**EXERCISE:**
Would you print the listing that follows exactly, but without its pictures?

**DATASET EXCERPTS:**
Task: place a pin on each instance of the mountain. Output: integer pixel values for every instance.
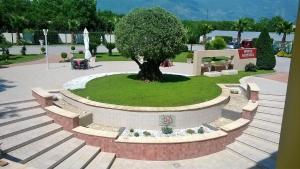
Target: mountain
(211, 9)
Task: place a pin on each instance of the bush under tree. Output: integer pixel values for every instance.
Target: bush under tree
(265, 58)
(154, 34)
(217, 44)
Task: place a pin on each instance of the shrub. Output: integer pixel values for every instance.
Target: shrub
(218, 43)
(265, 57)
(283, 54)
(184, 48)
(43, 50)
(146, 133)
(190, 131)
(227, 39)
(250, 67)
(167, 130)
(201, 130)
(64, 55)
(23, 50)
(190, 56)
(208, 46)
(110, 47)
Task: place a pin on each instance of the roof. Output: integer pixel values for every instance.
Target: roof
(250, 35)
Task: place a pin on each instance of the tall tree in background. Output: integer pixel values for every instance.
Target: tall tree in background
(241, 25)
(205, 29)
(17, 24)
(284, 28)
(73, 26)
(153, 33)
(265, 57)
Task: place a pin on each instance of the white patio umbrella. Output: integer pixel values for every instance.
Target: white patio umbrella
(87, 54)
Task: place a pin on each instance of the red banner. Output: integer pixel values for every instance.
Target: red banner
(247, 53)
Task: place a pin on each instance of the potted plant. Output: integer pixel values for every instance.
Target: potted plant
(189, 58)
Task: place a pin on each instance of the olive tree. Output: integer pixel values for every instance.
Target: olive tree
(153, 34)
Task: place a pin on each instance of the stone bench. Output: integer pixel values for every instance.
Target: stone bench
(43, 97)
(68, 120)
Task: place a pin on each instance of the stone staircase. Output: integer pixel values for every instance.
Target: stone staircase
(31, 140)
(259, 142)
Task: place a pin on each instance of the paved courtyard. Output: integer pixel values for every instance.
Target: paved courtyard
(257, 146)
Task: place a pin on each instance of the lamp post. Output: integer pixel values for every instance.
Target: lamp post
(46, 45)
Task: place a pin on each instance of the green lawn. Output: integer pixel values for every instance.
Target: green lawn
(173, 91)
(105, 57)
(14, 59)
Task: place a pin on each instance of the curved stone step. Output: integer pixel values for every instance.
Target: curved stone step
(263, 134)
(80, 159)
(12, 107)
(22, 139)
(269, 118)
(273, 104)
(31, 151)
(273, 127)
(55, 156)
(23, 126)
(13, 117)
(272, 97)
(270, 110)
(102, 161)
(260, 157)
(258, 143)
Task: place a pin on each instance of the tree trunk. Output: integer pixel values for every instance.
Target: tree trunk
(149, 70)
(110, 52)
(18, 36)
(283, 41)
(72, 38)
(239, 37)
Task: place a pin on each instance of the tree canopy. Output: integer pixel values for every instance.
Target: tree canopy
(154, 34)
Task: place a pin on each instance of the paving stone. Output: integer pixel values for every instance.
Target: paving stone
(102, 161)
(263, 134)
(30, 151)
(56, 155)
(19, 140)
(273, 127)
(20, 127)
(12, 117)
(258, 143)
(80, 159)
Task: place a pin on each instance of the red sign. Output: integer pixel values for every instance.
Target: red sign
(247, 53)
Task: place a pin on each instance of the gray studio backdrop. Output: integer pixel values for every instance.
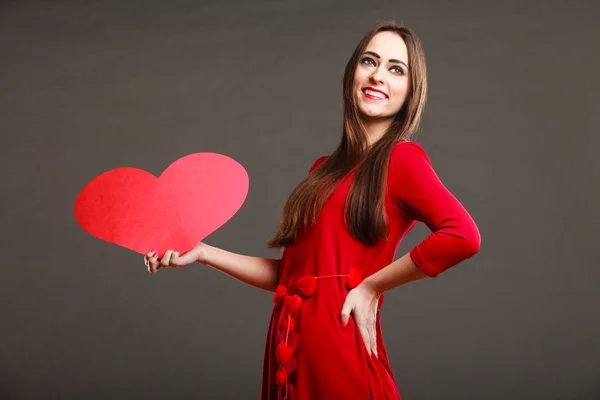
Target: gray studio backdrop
(510, 126)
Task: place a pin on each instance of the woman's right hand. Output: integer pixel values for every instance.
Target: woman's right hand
(172, 259)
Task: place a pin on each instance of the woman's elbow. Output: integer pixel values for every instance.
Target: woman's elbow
(471, 243)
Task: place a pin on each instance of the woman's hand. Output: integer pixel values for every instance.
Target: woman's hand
(172, 259)
(362, 303)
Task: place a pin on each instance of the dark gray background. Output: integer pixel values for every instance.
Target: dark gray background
(511, 128)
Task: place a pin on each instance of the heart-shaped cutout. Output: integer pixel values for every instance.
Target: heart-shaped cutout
(192, 198)
(280, 294)
(292, 304)
(307, 285)
(284, 354)
(353, 279)
(283, 324)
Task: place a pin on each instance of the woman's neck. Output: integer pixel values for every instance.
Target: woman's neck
(376, 129)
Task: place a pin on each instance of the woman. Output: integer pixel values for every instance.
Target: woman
(340, 230)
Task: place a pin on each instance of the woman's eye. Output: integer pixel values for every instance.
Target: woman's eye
(368, 60)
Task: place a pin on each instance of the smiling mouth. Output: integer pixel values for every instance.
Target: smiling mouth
(374, 95)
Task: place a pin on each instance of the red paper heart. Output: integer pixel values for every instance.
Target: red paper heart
(192, 198)
(284, 354)
(281, 376)
(283, 324)
(280, 294)
(353, 279)
(292, 304)
(307, 285)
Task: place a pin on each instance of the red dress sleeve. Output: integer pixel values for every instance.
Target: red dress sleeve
(417, 190)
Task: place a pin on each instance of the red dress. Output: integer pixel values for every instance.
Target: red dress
(308, 356)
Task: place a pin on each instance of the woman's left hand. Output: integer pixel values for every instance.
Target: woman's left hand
(362, 303)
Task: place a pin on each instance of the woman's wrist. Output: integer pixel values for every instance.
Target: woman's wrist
(203, 253)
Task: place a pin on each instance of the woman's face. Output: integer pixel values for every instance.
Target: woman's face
(381, 80)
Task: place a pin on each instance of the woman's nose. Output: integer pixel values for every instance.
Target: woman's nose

**RESULT:**
Task: place a pin on each instance of the mountain. Output: integer pixel values for every instance.
Target: mountain
(211, 9)
Task: place a pin on each instance of the bush under tree. Output: integer pixel values for every instance.
Target: bush under tree
(265, 58)
(154, 34)
(217, 44)
Task: place a pin on each instance of the shrub. Output: integer pixel values for every instance.
Target: shrub
(218, 43)
(265, 57)
(283, 54)
(184, 48)
(43, 50)
(146, 133)
(190, 131)
(227, 39)
(250, 67)
(167, 130)
(201, 130)
(64, 55)
(23, 50)
(190, 56)
(208, 46)
(110, 47)
Task: place a pin on each instance of the roof. Output: integer pixel values for every instance.
Target: roof
(250, 35)
Task: place a pin on each instance of the tall tree in background. Output: integer pixel values for every instance.
Target: tall tree in background
(241, 25)
(205, 29)
(17, 24)
(284, 28)
(73, 26)
(153, 33)
(265, 57)
Task: place a pin on each instance of the white patio umbrella. Output: integer pixel values for every instance.
Target: white patio umbrella
(87, 54)
Task: place a pin on each instance of the red banner. Output: integer pixel values for every instance.
Target: red banner
(247, 53)
Task: place a pin on each instance of the potted plant. Output: integer pixel values for every instance.
Target: potted plant
(189, 58)
Task: place a pin on each instance of the olive tree. Output: integer pixel values for every instance.
Target: olive tree
(153, 34)
Task: place a pin on each instance of the stone bench. Output: integer pixel values for every instance.
Target: stone bench
(43, 97)
(68, 120)
Task: place a pin on each instance of the stone staircase. Output: integer pixel values for every instance.
Target: stone staircase
(31, 140)
(259, 142)
Task: place a pin on each instance of the paved courtyard. Output: integer pixel values for every instance.
Target: paved courtyard
(257, 146)
Task: place a pin on each instance of the lamp post. Output: integer pixel values for every instance.
Target: lamp post
(46, 45)
Task: place a pin on each instance of the green lawn. Output: integer pixel values for every instance.
Target: green lawn
(173, 91)
(105, 57)
(14, 59)
Task: place a pin on each instance of the curved stone step. Output: integer pixel values for every instance.
Target: curved stone step
(263, 134)
(80, 159)
(12, 107)
(22, 139)
(269, 118)
(273, 104)
(31, 151)
(273, 127)
(55, 156)
(23, 126)
(13, 117)
(272, 97)
(270, 110)
(102, 161)
(260, 157)
(258, 143)
Task: place a pin on each instance of the tree trunk. Output: integer pixel values for every instance.
Target: tree trunk
(149, 70)
(110, 52)
(18, 36)
(283, 41)
(72, 38)
(239, 37)
Task: place a pin on each instance of the tree canopy. Output: integer pixel values for every instance.
Target: tree canopy
(154, 34)
Task: place a pin on each instance of the paving stone. Output: integer pixel values for every instance.
Target: paving stone
(102, 161)
(263, 134)
(30, 151)
(56, 155)
(19, 140)
(273, 127)
(20, 127)
(12, 117)
(258, 143)
(80, 159)
Task: place a pin on each instance of the red sign. Output: integer pixel values for every instance.
Target: red sign
(247, 53)
Task: place a pin on each instance of the gray studio backdrop. Output: integer pixel values for every instance.
Target: gray studio backdrop
(510, 126)
Task: place a pin on each instance of the woman's right hand. Output: integer pixel values for every instance.
Target: woman's right hand
(172, 259)
Task: place a pin on each instance of the woman's elbow. Output: integer pixel values for every instance.
Target: woman's elbow
(471, 243)
Task: place a pin on each instance of the woman's hand. Output: integer pixel values for every instance.
Target: woman's hand
(172, 259)
(362, 303)
Task: place a pin on each instance of the dark gray background. Output: integer pixel values for every instance.
Target: dark gray background
(511, 128)
Task: place a pin on each instance of the heart-shaped cutout. Output: integer pixel values for every instance.
Target: heart-shaped cutout
(192, 198)
(280, 294)
(292, 304)
(307, 285)
(284, 354)
(353, 279)
(283, 324)
Task: place a pin on each instance of the woman's neck. Output: integer pixel values for every instance.
Target: woman's neck
(376, 129)
Task: place a pin on each instance of the woman. Output: integer pixel values for every instance.
Target: woman
(340, 230)
Task: place a pin on each instance of the woman's eye. Output: integer pixel values for every instance.
Target: woman's eye
(368, 60)
Task: place a pin on each instance of the smiling mouth. Output: integer pixel values for every instance.
Target: smiling mouth
(374, 95)
Task: place a pin on each instance of the red paper heart. Output: integer pixel values for every instance.
Target: red paper heart
(192, 198)
(284, 354)
(281, 376)
(283, 324)
(280, 294)
(353, 279)
(292, 304)
(307, 285)
Task: place a pin on each instance of the red dress sleeve. Output: integer pixel values for every instance.
Target: red dress sleeve
(417, 190)
Task: place a pin on each instance of the red dress. Output: integer pixel values for every instance.
Target: red dress
(308, 356)
Task: place a pin on each instance of the woman's left hand. Output: integer pixel values for every instance.
Target: woman's left hand
(362, 303)
Task: place a pin on each instance of the woman's wrist. Output: integer pixel values for every instance.
Target: woman's wrist
(203, 253)
Task: place a pin on each instance of the woman's face. Output: integer pixel values for every instance.
Target: woman's face
(381, 80)
Task: place a pin on each instance of the woman's nose. Output: integer pixel values for every instance.
Target: woman's nose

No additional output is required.